INSTRUCTIONS FOR THE TASK:
Scan the records below. List lines holding "glass".
[DATA IN THIS EXERCISE Boundary: Start]
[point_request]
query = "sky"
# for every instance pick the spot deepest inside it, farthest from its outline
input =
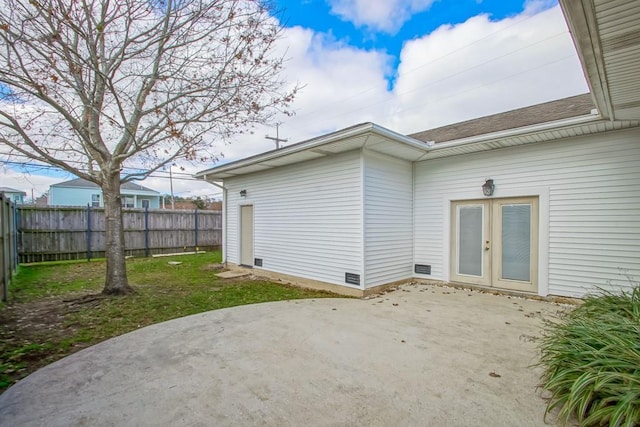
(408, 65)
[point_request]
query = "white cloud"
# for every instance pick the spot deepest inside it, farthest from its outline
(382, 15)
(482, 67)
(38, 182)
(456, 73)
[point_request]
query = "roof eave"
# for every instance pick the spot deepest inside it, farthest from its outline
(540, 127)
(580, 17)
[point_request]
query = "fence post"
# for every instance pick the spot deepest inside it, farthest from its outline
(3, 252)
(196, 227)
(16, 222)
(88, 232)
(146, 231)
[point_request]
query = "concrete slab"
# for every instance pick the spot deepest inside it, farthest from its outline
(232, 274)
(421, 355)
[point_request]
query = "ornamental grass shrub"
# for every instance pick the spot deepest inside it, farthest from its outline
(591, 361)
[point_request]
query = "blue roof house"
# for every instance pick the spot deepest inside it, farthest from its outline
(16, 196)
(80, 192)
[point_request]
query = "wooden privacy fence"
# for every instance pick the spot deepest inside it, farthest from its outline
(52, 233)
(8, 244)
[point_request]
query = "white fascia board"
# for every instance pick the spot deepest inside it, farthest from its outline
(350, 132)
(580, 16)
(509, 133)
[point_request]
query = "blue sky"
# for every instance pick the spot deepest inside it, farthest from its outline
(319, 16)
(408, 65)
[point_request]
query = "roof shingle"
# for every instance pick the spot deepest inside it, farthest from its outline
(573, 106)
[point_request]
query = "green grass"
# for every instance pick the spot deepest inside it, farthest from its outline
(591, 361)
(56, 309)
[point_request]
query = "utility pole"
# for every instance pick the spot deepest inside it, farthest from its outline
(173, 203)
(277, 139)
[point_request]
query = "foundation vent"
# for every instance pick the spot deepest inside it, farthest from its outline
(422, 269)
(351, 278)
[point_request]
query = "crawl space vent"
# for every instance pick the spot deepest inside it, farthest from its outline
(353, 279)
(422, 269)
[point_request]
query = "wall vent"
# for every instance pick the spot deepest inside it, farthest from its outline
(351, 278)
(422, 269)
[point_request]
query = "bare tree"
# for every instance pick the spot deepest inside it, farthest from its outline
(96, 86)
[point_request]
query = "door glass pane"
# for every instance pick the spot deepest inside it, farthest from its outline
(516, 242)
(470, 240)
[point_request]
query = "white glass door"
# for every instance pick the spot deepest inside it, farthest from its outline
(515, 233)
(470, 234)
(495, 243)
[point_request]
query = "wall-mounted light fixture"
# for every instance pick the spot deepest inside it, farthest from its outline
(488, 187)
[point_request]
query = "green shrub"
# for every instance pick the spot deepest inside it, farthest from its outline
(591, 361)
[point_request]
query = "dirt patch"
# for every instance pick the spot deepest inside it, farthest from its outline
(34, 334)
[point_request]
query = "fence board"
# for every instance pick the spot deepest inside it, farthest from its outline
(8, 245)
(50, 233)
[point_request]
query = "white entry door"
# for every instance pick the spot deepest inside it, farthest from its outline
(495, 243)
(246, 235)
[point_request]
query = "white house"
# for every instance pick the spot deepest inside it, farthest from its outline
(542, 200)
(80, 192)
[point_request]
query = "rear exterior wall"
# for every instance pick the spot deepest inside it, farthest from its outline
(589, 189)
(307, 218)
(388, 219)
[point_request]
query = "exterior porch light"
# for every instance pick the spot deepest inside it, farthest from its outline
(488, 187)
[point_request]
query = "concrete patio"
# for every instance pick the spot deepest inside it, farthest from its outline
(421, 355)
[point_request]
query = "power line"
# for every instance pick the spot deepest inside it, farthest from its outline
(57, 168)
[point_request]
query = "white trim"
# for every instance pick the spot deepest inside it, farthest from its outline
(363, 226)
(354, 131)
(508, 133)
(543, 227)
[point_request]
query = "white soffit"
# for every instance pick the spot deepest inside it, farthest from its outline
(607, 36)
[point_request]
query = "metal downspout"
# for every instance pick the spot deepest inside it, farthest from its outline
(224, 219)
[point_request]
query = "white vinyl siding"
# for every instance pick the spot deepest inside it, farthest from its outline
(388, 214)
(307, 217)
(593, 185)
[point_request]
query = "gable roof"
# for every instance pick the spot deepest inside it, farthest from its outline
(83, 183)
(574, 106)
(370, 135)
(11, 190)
[DATA IN THIS EXERCISE Boundary: End]
RESPONSE:
query = "door glass pane"
query = "white glass door"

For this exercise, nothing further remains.